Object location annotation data

┌────────

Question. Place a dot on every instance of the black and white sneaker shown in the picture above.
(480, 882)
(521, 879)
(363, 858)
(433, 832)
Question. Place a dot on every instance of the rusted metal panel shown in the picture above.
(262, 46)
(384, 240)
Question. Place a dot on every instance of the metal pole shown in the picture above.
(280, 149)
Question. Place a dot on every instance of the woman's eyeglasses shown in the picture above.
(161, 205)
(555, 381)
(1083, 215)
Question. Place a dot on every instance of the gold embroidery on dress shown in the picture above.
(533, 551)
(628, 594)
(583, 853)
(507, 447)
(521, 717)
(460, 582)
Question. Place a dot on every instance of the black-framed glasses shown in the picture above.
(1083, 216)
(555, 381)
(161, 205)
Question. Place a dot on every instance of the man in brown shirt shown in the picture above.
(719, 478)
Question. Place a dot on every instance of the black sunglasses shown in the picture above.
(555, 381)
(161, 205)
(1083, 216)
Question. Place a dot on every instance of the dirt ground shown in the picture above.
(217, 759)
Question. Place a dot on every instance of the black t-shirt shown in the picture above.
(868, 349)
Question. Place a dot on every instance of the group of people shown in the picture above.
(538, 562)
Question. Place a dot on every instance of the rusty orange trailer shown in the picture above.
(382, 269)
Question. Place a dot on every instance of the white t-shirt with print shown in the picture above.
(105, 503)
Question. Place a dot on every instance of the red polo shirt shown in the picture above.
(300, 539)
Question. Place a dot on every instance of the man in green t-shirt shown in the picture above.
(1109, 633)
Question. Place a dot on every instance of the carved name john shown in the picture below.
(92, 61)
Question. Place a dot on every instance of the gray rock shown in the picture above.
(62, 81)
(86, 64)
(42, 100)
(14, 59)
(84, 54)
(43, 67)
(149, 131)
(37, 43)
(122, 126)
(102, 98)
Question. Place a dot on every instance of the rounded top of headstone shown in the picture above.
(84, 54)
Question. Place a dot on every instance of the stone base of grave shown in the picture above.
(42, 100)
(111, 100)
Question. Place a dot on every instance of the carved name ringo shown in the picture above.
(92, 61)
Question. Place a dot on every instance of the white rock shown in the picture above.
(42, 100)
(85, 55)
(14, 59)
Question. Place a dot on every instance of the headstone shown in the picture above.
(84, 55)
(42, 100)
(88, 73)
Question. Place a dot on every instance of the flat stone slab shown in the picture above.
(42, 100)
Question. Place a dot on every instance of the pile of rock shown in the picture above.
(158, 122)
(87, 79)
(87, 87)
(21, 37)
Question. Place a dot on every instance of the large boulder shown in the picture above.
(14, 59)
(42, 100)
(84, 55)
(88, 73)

└────────

[What you will do]
Please give every row above as a JSON list of strings, with one string per line and blank lines left out.

[The response]
[
  "Question. Place a dot on every instance of the black and white sneaker shown in the picture above.",
  "(480, 882)",
  "(521, 879)",
  "(363, 858)",
  "(433, 832)",
  "Question. Place a dot on every instance of the rusted metal panel shown in the picture above.",
  "(262, 46)",
  "(384, 240)",
  "Question. Place a dot on every instance of the metal pole shown in the picture above.",
  "(280, 149)",
  "Question. Place a dot on every instance of the woman's eyeglasses shown in the picture above.",
  "(161, 205)",
  "(555, 381)",
  "(1083, 215)",
  "Question. Place a dot on every instance of the gold embroidery on dress shown in the picture above.",
  "(533, 551)",
  "(628, 594)",
  "(583, 853)",
  "(507, 447)",
  "(521, 717)",
  "(460, 582)",
  "Question. Place a dot on every instance of the black-framed glasses shown in the picture above.",
  "(1083, 216)",
  "(555, 381)",
  "(161, 205)",
  "Question. Place a dot on every instance of the man in brown shirt shown in the picture above.",
  "(719, 478)",
  "Question. Place a dot on every instance of the black sunglasses shown in the picture above.",
  "(555, 381)",
  "(161, 205)",
  "(1083, 216)",
  "Question. Place a dot on every instance of the dirt ground shown in the picture above.",
  "(217, 759)",
  "Question. Place a dot on every instance of the black t-shirt shown in the picture above.",
  "(868, 349)",
  "Question. Place a dot on every instance of the group of people shown in the picture above.",
  "(538, 562)",
  "Question. Place a dot on every instance of the rusty orange trailer shown in the picture above.",
  "(382, 269)",
  "Question. Place a dot on every instance of the white t-shirt with print shown in the picture above.",
  "(105, 503)",
  "Question. Place a dot on every instance of the red polo shirt shown in the picture above.",
  "(300, 539)",
  "Question. Place a dot on every instance of the man in green t-shirt shown in the picture above.",
  "(1109, 633)",
  "Question. Place a dot on every instance of the carved name john shown in the picture below.",
  "(92, 61)",
  "Question. Place a dot on every instance of the gray rock shown in the picture above.",
  "(62, 81)",
  "(86, 64)",
  "(42, 100)",
  "(14, 59)",
  "(84, 54)",
  "(43, 67)",
  "(149, 131)",
  "(37, 43)",
  "(122, 126)",
  "(102, 98)",
  "Question. Place a dot on every instance of the rounded top of headstone shown in the picture above.",
  "(84, 54)",
  "Question. Place a dot on every instance of the stone base of grave shown in the picture above.",
  "(42, 100)",
  "(111, 100)",
  "Question. Place a dot on every instance of the carved name ringo shown in the picture above.",
  "(92, 61)",
  "Question. Place a dot on every instance of the white rock shown in the picture above.",
  "(42, 100)",
  "(85, 55)",
  "(14, 59)",
  "Question. Place a dot on every instance of the headstone shown in the picture above.",
  "(84, 55)",
  "(42, 100)",
  "(88, 73)",
  "Question. Place a dot on every instance of the flat stone slab shown in the picture above.",
  "(42, 100)",
  "Question. Place a dot on every instance of the pile of rock shown in the picture above.",
  "(158, 122)",
  "(87, 79)",
  "(87, 87)",
  "(21, 37)",
  "Question. Place a dot on every instance of the large boulder shown in the picture above.",
  "(14, 59)",
  "(42, 100)",
  "(84, 55)",
  "(88, 73)"
]